> EXERCICE 1
Dans le texte sur Ursula, remplace "diva" par "reine" et recopie le passage qui va de "Une Sorcière des" jusqu'à "star bien réelle." inclus.
> EXERCICE 2
Reprends le texte sur Ursula là où il s'arrête et écris la suite.

Si je te dis La petite sirène, tu me répondras volontiers "Sous l'océan", Ariel, Sebastian, Henri Salvador... Et bien sûr : Ursula. Super vilaine du classique Disney, tante méchante d'Ariel désireuse de détrôner le Roi des mers et de faire sien le trident royal, Ursula est machiavélique, impériale, monstrueuse, bref, c'est la "bad bitch" ultime.
Une Sorcière des Mers qui impressionne toujours autant, avec son rire sardonique, son attitude de diva destroy et son corps tentaculaire. La version "live action" du dessin animé, en salles depuis ce 24 mai, l'iconise une nouvelle fois d'ailleurs - c'est Melissa McCarthy qui prête ses traits à ce personnage qu'on adore détester. Mais par-delà Disney et le conte de Hans Christian Andersen, Ursula n'est pas née de rien. Non non, la Sorcière puise même ses traits d'une star bien réelle.
Pas la plus connue de toutes, peut être, mais l'une des plus irrévérencieuses, ca oui : la drag queen la plus culte de l'histoire de la pop culture. Rien que ça. Je t'explique.

[Lignes de formes étiquetées]
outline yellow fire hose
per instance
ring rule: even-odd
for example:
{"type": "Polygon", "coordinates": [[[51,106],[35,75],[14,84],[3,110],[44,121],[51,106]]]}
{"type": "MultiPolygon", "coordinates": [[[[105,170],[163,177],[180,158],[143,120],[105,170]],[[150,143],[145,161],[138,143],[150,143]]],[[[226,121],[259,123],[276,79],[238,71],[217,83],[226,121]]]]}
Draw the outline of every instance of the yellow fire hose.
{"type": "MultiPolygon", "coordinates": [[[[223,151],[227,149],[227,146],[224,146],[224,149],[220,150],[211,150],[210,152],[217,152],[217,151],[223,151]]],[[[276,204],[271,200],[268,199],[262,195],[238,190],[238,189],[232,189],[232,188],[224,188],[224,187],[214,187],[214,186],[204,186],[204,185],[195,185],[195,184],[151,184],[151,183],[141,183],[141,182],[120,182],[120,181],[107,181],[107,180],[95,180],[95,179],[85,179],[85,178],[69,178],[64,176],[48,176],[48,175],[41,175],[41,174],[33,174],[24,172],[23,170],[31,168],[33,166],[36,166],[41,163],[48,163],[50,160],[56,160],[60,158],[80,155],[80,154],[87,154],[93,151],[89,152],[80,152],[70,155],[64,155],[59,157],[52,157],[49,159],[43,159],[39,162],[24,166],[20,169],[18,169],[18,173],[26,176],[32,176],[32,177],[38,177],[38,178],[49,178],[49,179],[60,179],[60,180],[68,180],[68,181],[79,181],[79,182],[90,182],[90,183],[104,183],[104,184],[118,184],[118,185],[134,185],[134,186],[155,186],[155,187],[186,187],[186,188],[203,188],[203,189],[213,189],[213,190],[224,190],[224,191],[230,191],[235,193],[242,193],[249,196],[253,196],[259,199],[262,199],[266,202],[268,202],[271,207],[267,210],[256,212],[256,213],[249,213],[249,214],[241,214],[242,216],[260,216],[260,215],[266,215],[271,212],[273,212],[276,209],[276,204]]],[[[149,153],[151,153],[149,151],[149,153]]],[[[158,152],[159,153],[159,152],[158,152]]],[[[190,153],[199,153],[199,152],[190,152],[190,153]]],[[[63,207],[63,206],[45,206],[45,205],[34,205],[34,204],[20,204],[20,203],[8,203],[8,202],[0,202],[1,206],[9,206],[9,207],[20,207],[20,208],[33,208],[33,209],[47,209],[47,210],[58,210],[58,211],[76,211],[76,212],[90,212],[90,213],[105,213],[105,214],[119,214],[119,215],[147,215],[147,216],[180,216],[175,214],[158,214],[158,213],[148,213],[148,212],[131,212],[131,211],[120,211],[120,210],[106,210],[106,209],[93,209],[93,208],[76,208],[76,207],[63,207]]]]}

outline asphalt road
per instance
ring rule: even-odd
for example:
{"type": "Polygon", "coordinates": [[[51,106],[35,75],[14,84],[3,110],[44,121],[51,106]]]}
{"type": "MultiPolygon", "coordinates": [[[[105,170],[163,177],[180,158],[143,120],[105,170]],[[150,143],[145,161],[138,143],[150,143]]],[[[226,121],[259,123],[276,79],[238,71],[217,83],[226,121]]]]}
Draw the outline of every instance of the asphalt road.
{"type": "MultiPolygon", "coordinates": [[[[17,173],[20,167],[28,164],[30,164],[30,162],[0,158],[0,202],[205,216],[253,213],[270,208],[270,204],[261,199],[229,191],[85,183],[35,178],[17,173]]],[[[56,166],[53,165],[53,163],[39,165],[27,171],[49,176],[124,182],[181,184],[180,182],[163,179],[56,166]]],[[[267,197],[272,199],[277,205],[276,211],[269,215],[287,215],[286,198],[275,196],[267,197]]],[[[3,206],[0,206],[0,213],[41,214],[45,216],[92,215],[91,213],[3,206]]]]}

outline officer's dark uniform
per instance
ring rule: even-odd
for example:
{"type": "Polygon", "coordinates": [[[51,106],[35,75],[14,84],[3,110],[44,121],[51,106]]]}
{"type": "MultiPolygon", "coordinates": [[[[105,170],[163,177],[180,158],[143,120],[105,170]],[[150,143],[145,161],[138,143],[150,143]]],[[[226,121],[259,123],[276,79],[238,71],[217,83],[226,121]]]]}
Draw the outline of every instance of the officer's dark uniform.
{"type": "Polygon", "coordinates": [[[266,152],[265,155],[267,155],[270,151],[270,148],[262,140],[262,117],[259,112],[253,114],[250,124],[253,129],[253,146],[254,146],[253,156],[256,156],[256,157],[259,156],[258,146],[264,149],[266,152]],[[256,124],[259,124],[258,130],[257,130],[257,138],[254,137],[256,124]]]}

---

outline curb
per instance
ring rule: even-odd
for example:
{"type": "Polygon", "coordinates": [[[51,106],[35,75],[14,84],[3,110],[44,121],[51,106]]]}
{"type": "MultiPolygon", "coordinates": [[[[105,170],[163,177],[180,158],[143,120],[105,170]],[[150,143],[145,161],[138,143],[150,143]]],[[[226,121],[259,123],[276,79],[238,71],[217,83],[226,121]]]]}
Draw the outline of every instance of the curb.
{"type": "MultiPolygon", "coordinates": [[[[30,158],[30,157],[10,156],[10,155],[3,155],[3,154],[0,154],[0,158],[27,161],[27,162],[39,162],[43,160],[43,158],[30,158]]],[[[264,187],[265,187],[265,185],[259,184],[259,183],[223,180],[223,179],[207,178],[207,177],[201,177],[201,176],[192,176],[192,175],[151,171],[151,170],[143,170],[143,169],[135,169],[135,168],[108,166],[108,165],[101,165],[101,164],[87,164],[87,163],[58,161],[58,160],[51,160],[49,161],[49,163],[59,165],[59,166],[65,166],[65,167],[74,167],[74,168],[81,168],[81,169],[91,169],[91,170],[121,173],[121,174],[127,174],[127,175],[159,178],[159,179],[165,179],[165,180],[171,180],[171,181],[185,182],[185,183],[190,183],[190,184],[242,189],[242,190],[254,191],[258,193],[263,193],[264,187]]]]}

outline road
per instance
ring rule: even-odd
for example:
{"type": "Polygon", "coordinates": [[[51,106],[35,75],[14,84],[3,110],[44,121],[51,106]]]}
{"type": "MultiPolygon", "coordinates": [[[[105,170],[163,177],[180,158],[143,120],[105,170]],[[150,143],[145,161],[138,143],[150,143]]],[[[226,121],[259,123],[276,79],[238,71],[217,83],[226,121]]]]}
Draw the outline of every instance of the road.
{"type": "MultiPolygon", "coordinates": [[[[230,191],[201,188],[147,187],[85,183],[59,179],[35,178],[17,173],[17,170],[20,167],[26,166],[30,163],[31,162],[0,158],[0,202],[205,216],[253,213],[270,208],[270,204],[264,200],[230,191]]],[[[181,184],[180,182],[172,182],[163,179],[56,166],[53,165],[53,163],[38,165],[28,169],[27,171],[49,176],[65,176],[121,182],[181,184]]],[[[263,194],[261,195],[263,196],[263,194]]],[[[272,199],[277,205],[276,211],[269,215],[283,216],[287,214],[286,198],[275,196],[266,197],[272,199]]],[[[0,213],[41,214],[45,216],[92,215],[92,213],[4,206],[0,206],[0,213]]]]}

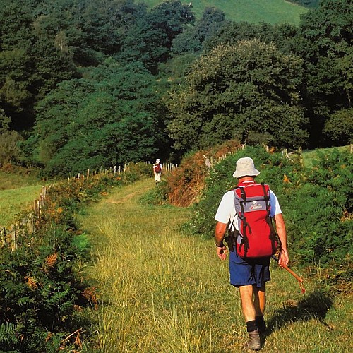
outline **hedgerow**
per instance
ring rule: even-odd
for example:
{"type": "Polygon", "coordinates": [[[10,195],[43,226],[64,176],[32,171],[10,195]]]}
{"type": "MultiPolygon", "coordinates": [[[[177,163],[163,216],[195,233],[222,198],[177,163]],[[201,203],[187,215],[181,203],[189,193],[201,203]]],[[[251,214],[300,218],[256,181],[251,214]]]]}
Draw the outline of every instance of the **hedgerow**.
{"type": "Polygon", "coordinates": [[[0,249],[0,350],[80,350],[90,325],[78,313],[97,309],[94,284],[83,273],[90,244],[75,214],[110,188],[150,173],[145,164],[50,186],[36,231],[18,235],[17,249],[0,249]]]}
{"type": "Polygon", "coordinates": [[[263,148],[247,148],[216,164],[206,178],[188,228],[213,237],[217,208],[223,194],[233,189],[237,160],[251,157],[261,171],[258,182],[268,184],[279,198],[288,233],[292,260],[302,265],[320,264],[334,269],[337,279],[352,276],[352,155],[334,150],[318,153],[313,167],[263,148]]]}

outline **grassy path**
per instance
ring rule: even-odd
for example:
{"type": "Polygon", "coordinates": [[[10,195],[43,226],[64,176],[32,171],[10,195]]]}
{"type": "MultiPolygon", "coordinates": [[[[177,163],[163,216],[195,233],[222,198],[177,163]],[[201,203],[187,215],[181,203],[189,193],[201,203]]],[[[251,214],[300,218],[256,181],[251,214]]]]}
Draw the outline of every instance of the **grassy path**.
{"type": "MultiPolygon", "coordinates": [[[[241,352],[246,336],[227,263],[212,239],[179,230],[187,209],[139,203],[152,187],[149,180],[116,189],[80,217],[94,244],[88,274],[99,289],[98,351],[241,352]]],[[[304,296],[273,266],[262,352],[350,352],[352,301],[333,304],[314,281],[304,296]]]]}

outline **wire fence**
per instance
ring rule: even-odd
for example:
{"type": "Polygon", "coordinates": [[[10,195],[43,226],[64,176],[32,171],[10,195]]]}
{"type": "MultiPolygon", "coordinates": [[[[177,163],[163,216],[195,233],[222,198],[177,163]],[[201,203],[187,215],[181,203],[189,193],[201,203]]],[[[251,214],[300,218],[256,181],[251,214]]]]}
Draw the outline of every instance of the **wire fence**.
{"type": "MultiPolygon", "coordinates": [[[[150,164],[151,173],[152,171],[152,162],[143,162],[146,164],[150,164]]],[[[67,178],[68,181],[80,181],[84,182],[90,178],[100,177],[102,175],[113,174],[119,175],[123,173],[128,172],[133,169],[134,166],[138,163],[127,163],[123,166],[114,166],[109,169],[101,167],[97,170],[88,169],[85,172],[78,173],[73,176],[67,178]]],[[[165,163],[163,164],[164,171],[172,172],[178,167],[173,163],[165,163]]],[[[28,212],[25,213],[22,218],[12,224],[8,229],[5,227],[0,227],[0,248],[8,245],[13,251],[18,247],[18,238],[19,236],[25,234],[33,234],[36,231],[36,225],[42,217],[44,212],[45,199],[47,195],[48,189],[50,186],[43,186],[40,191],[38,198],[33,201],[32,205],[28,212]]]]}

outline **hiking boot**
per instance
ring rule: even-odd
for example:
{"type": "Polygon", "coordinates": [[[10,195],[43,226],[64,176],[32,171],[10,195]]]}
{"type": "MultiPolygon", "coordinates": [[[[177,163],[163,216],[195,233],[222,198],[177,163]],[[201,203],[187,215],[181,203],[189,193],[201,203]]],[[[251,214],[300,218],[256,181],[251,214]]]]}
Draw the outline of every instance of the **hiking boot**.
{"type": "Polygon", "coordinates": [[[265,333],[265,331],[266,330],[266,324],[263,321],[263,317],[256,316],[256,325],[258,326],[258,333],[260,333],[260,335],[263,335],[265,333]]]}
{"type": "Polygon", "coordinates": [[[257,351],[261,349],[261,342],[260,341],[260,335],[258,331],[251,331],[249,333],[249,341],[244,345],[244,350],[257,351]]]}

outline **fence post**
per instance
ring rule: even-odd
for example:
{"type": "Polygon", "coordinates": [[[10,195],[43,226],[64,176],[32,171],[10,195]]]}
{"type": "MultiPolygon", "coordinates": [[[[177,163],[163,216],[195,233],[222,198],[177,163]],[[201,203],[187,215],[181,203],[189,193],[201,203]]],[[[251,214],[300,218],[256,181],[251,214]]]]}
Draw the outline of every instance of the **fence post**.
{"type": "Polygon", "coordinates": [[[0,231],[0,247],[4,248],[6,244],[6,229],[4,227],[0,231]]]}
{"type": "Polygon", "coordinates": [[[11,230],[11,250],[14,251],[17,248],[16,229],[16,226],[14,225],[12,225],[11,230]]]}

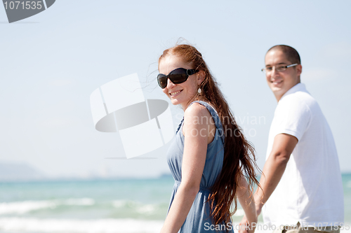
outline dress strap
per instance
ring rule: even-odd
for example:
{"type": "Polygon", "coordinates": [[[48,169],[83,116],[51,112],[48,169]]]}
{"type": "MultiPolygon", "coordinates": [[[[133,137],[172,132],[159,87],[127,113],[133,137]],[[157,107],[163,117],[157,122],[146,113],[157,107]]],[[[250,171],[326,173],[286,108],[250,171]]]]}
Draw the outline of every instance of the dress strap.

> RÉPONSE 1
Une Sorcière des Mers qui impressionne toujours autant, avec son rire sardonique, son attitude de reine destroy et son corps tentaculaire. La version "live action" du dessin animé, en salles depuis ce 24 mai, l'iconise une nouvelle fois d'ailleurs - c'est Melissa McCarthy qui prête ses traits à ce personnage qu'on adore détester. Mais par-delà Disney et le conte de Hans Christian Andersen, Ursula n'est pas née de rien. Non non, la Sorcière puise même ses traits d'une star bien réelle.

> RÉPONSE 2
C'est un secret de Polichinelle dans le milieu cinéphile, de ces anecdotes qui fascinent autant qu'elles étonnent : oui oui, Ursula, un personnage Disney, est en fait le décalque animé d'un emblème de subversion, Harris Glenn Milstead, plus connu sous le nom de Divine. C'est sous ce blaze que s'est imposée dès les années 70 cette drag queen obèse et vulgaire devenue une égérie de la communauté LGBTQ, et surtout de la contre-culture.
Comment ? En tournant dans les films provocateurs de John Waters, cinéaste trash s'étant plu toute sa carrière durant à démolir l'american way of life. Religion, belles petites familles proprettes, rapport au sexe, à la politique, rien n'échappe à John Waters, et c'est bien souvent Divine qui vient sublimer son art, dans des films scandaleux comme Pink Flamingos, Female Trouble, la comédie musicale Hairspray...
Aussi bien vénéré par Elton John et David Bowie que par Andy Warhol, Harris Glenn Milstead s'est fait malgré lui le porte-parole des marginalités en devenant une "reine" sur-maquillée, grosse, exubérante, bigger than life, au langage aussi décomplexé que ses formes.
Quitte à délaisser pour de bon le gamin timide de Baltimore qu'il était en privilégiant le travestissement, et le scandale : ainsi à la fin du film Pink Flamingos, Divine mange goulument... une crotte de chien. Ce qui ne l'empêchait pas de s'inspirer des femmes qu'il n'a jamais cessé d'admirer, comme... Jackie Kennedy et Marilyn Monroe.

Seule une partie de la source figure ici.